Exercises:
1 > In what year did Frederic William Buss migrate to Queensland, according to the Bundaberg passage?
2 > Output the portion of the Bundaberg passage starting at "The commitment of" and ending at "the original trees.".

Text under study:
----
The commitment of the Bundaberg City Council to urban landscaping was spasmodic, with resolutions for the planting of shade trees in Bourbon Street passed and rescinded twice in 1882. In August 1888, local business identity Frederic Buss, donated towards the planting of trees, as well as fencing and trenching of the ground to ensure that the project was undertaken. Trees were planted in Bourbong, Barolin, Maryborough and Woongarra Streets through this project. In the early 1920s additional trees were planted in Bourbong Street of the same variety as the original trees.

Frederic William Buss, (1845–1926) migrated to Queensland in 1863 from Kent in England, establishing Buss and Turner department store in 1888 on Bourbon Street, Bundaberg. Buss's business empire expanded into commercial real estate and eventually he was to become an influential figure in the local sugar industry, including production refining and distilling in his portfolio of interests. Although he was active in local politics, taking his place in both the chamber of commerce and the municipal council, Buss declined to take a seat in the Queensland Parliament, instead concentrating on local affairs.
----
(Text-to-region grounding data)
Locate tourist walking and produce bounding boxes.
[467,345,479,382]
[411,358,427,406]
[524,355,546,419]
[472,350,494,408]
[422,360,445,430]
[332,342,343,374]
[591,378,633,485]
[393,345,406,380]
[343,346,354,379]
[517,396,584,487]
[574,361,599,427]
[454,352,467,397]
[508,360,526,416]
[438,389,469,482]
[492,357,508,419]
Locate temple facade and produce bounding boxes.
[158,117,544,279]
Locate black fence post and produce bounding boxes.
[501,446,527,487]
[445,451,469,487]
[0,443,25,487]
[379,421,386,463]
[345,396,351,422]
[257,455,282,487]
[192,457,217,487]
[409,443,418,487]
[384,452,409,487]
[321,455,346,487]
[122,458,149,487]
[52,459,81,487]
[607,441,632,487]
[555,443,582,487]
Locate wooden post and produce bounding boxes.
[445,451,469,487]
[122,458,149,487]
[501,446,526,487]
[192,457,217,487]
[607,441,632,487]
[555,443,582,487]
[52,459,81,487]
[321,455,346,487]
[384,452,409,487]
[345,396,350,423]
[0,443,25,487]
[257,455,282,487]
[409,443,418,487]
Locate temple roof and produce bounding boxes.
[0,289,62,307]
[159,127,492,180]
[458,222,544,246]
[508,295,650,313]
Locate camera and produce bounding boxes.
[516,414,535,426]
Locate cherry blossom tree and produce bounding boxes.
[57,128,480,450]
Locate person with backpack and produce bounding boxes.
----
Responses to the tasks:
1 > 1863

2 >
The commitment of the Bundaberg City Council to urban landscaping was spasmodic, with resolutions for the planting of shade trees in Bourbon Street passed and rescinded twice in 1882. In August 1888, local business identity Frederic Buss, donated towards the planting of trees, as well as fencing and trenching of the ground to ensure that the project was undertaken. Trees were planted in Bourbong, Barolin, Maryborough and Woongarra Streets through this project. In the early 1920s additional trees were planted in Bourbong Street of the same variety as the original trees.